◆ **Supplied passage**

○ ○ ○

Thursday, July 31, 2014

Three Interesting Things

1. Having tried to help a friend find an appropriately sized, not terrible, girl fan t-shirt at a convention, I was interested to listen to the Nerdist Writers podcast with the folks from Her Universewhich creates licensed stuff for girl like people.  Will definitely be taking a closer look through their catalog.
2. V.E. aka Victoria Schwab had a great post about making yourself ready for change.
3. I polished off Courtney Milan's The Suffragette Scandal on the plane to San Antonio last week.  In it, Free's suffragette newspaper has a column called ask a man.  There is a tumblr and you can go ask a man yourself, or read the other answers. 

Monday, July 28, 2014

RWA San Antonio

Apologies for blog darkness last week, but I had a family thing and then turned right around for RWA and well, internet was spotty at the hotel, and my intentions to communicate via non-twitter means disappeared in a cloud. 
So, I was determined to be super workshoppy this year and, while I was, (except Saturday where the split hotel thing suddenly made all the other things so far away (as in all the way across the street) and my will to get up and go was mostly gone).
Day of YA was awesome. 
James Scott Bell gave great tips on editing and writing.  The editor & agent panel had some thoughts on writing and diversity.  In particular one audience member asked for specific examples of diverse titles that had been picked up, and included they mentioned local author Robin Talley's debut Lies We Tell Ourselves.  (I've been hearing great things about this book too.)  Ally Carter gave an awesome speech about what she would go back and tell herself back before her first book came out. (She blogged about it here.  It was, of course, amazing to hear in person.)
The Rosemary Awards were announced.  I was one of the category coordinators and, let me tell you, I had a ton of judges tell me I must have sent them only the very best entries.  It was an amazing thing to be a part of.  And I happen to have read on of the winners for another thing (I was not a judge for that entry due to my previous knowledge) and so I know it's great, but I also know that the top scores were all really close so it really was an honor to be a finalist.
Jay Asher talked about his love of school visits.  And the YA author panel talked about the joy of writing for a YA audience. 
I scooched into the end of the Literacy signing to wave at some people.

○ ○ ○

◆ **What is asked**
- A) In the blog entries, replace "plane" with "train" and write out the part from "3. I polished" up to and including "in a cloud.".
- B) Answer these questions from the blog entries:
(i) Which book did the writer finish on the way to San Antonio?
(ii) What role did the writer have in the Rosemary Awards?
(iii) Who talked about his love of school visits?

◆ **Given information**
○ ○ ○

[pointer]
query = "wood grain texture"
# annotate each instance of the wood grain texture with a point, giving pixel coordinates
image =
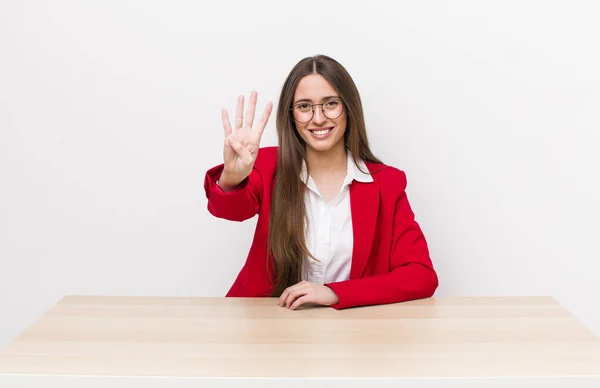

○ ○ ○

◆ **Full solutions**
- A)
3. I polished off Courtney Milan's The Suffragette Scandal on the train to San Antonio last week.  In it, Free's suffragette newspaper has a column called ask a man.  There is a tumblr and you can go ask a man yourself, or read the other answers. 

Monday, July 28, 2014

RWA San Antonio

Apologies for blog darkness last week, but I had a family thing and then turned right around for RWA and well, internet was spotty at the hotel, and my intentions to communicate via non-twitter means disappeared in a cloud.

- B)
(i) Courtney Milan's The Suffragette Scandal
(ii) One of the category coordinators
(iii) Jay Asher